Part of a data file

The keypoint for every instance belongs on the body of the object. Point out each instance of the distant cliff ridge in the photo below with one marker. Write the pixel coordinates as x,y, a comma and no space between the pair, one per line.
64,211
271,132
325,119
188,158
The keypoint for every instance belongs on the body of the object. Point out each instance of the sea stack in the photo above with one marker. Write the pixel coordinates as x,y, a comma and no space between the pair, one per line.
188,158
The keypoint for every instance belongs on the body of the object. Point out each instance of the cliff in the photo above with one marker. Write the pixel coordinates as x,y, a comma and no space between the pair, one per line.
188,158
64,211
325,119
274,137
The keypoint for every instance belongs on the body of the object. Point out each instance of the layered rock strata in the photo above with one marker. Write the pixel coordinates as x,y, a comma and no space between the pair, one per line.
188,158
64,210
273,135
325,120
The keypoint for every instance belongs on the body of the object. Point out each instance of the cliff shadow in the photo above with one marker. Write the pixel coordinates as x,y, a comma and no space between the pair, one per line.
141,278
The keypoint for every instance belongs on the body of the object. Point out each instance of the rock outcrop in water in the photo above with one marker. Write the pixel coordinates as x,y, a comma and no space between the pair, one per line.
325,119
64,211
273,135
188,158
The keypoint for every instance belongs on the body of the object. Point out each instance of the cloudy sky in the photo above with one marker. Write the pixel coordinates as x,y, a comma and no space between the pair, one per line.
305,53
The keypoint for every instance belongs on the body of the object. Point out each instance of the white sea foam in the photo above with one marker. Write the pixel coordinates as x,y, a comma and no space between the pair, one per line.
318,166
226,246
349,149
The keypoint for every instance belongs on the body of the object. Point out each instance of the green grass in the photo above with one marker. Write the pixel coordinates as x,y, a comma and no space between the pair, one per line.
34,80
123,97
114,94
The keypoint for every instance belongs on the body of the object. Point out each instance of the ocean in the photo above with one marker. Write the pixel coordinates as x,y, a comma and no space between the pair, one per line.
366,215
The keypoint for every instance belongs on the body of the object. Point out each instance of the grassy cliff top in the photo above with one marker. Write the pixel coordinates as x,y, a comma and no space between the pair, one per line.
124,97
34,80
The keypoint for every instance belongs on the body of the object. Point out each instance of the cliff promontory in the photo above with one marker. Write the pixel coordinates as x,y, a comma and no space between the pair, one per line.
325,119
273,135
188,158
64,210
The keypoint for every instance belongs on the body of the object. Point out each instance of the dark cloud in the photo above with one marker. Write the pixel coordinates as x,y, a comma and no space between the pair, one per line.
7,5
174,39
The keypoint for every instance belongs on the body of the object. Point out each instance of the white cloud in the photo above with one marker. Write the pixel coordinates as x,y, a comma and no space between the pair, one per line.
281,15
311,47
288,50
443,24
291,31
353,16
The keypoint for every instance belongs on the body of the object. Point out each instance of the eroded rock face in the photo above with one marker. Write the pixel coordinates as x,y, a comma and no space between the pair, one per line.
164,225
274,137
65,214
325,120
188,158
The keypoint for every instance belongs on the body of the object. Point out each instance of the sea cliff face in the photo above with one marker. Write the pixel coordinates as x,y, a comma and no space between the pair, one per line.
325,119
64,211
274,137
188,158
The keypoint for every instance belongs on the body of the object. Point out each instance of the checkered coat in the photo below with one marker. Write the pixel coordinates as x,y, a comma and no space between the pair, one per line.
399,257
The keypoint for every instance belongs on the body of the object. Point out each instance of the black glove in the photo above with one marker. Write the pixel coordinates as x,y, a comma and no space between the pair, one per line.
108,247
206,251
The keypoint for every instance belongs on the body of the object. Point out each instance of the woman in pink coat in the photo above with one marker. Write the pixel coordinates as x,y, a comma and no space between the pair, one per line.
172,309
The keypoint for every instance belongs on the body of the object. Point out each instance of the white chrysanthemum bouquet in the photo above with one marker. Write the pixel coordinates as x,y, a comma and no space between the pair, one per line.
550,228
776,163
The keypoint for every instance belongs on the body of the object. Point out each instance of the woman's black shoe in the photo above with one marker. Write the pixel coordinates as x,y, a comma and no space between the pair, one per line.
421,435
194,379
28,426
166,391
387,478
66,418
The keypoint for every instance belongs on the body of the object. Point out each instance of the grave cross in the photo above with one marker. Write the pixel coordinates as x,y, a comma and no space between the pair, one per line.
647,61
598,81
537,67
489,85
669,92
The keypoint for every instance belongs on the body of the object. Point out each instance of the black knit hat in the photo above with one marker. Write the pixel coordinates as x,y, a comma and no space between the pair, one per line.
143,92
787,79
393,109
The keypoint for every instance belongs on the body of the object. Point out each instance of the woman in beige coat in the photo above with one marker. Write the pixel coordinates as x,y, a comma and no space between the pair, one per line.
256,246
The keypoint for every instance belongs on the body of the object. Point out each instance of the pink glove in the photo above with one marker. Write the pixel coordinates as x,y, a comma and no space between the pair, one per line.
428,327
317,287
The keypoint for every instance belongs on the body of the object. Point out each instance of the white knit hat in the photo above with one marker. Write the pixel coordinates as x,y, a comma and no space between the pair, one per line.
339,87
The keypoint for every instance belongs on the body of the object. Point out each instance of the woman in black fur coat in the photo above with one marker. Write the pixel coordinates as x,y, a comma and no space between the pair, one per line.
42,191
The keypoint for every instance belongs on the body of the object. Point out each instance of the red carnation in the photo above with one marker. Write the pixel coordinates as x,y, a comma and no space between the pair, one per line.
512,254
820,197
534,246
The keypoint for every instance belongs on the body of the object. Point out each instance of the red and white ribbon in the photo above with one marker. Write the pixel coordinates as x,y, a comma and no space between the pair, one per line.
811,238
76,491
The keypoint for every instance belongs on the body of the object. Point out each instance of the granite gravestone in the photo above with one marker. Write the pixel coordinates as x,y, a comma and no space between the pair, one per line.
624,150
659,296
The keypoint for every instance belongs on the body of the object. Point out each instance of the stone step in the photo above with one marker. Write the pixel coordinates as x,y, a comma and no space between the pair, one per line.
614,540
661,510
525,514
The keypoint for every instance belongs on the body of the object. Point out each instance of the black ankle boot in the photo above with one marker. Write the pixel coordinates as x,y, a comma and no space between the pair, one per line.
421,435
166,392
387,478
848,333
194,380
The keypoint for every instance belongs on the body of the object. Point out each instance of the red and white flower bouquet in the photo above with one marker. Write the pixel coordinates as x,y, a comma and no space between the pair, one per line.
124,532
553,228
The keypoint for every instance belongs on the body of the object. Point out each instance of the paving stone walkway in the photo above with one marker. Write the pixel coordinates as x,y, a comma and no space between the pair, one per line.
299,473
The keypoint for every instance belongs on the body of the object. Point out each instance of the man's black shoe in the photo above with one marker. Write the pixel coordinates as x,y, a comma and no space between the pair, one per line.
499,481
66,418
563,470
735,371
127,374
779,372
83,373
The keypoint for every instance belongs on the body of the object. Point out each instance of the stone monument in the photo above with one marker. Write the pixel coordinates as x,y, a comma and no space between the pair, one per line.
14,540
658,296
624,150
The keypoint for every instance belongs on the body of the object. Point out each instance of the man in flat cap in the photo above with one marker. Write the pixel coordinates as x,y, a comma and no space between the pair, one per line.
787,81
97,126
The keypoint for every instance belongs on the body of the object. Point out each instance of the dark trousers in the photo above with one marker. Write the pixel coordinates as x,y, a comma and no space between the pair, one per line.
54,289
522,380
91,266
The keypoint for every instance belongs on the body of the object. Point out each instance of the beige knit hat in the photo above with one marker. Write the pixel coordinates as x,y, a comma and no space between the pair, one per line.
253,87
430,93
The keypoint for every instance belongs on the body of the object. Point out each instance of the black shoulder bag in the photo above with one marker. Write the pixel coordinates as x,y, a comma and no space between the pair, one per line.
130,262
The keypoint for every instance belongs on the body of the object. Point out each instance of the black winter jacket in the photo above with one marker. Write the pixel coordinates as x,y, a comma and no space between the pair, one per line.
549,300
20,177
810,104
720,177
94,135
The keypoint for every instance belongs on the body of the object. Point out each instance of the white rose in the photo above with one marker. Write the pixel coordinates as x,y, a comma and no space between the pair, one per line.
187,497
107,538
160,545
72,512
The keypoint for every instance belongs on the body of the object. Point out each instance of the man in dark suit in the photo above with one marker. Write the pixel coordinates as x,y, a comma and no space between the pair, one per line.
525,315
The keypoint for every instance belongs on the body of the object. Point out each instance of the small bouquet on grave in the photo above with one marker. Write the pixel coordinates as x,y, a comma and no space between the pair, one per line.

Task instructions:
In the listing above, find the line containing "the white rose", then reproduce it and each line after it through the end, exactly and with nothing added.

Task result:
The keypoint for every instance belongs on the body of the object. Point out each instance of the white rose in the photo above with one marker. Write the pixel coordinates as x,y, a comma and no space between the pair, one per line.
187,497
107,538
160,545
72,512
The keypoint for every instance belongs on the body of the object. Point out each instance of the man in dark suit in the photo above with one marker. Write the pixel coordinates as x,y, a comma and no space between the pair, one per line.
525,315
The keypoint for every instance belongs on the body of the object. Point out each instance of the small bouquet on grave in the photo above with one marker. Write the pixel coordinates as x,y, a comma and no space between the pair, one per line.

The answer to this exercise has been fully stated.